What to work on
Leave the pictures out and transcribe every record exactly.
:: Material provided
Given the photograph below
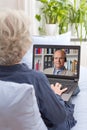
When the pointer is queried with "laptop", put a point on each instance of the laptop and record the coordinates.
(43, 60)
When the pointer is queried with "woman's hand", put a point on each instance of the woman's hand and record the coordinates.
(57, 88)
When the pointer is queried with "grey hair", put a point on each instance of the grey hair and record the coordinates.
(15, 38)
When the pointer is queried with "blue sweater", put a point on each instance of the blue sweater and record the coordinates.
(56, 113)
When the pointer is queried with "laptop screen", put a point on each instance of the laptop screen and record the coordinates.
(57, 60)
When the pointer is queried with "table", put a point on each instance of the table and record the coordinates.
(80, 102)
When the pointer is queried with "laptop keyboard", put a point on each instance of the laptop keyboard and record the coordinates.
(70, 84)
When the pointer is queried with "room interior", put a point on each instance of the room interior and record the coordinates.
(29, 7)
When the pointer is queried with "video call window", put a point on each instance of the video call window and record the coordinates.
(44, 59)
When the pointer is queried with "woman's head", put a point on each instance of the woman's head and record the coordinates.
(15, 37)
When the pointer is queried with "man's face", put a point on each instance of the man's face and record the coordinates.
(59, 59)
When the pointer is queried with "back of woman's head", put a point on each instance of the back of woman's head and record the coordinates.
(15, 37)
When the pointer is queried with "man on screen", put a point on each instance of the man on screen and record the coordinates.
(59, 59)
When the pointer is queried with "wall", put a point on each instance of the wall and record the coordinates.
(9, 4)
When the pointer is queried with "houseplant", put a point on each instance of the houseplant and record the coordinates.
(77, 17)
(48, 13)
::::
Finished task
Given the photograph below
When the pointer is queried with "laptop", put a point on each instance of the laptop and record the coordinates.
(43, 60)
When the pointer is queried with "woman's hand", put a point on each instance of the woman's hand and record the coordinates.
(57, 88)
When the pointer is queried with "grey hair", put a point on each instance of the grey hair and record the coordinates.
(15, 38)
When the pointer is queried with "blue sweater", put a point on each instance of the blue sweater and record the coordinates.
(56, 113)
When the pointer is queried with "laptop screen", put a point on each instance of the laptop screen and record the coordinates.
(57, 60)
When the pointer is queried with "table", put a point on each instance of the table and record the coordinates.
(80, 102)
When the pointer is queried with "laptop keyboard", put a point on each instance of the laptop keyboard and record the coordinates.
(70, 84)
When the pointer is queried with "room interior", put a point on each instance of the room interior and record the coordinates.
(29, 7)
When the pointer is queried with "video call window", put a point on each instance of the video call window and record the coordinates.
(44, 59)
When the pointer is queried with "woman's head", put a point on each instance of the woman's head and record the coordinates.
(15, 37)
When the pointer is queried with "man's face", put a point on each instance of the man's face and record the coordinates.
(59, 59)
When the pointer is queried with "back of woman's head", put a point on each instance of the back of woman's head and record the coordinates.
(15, 37)
When the pointer is queried with "man on screen", put a point on each instance of the man on screen and record the coordinates.
(59, 59)
When the pointer is queried with "wall", put a point on each instance of the wall and record the coordinates.
(9, 4)
When the pointer is queried with "houseplant", put a point on each instance of the houseplant and record the coordinates.
(77, 17)
(48, 13)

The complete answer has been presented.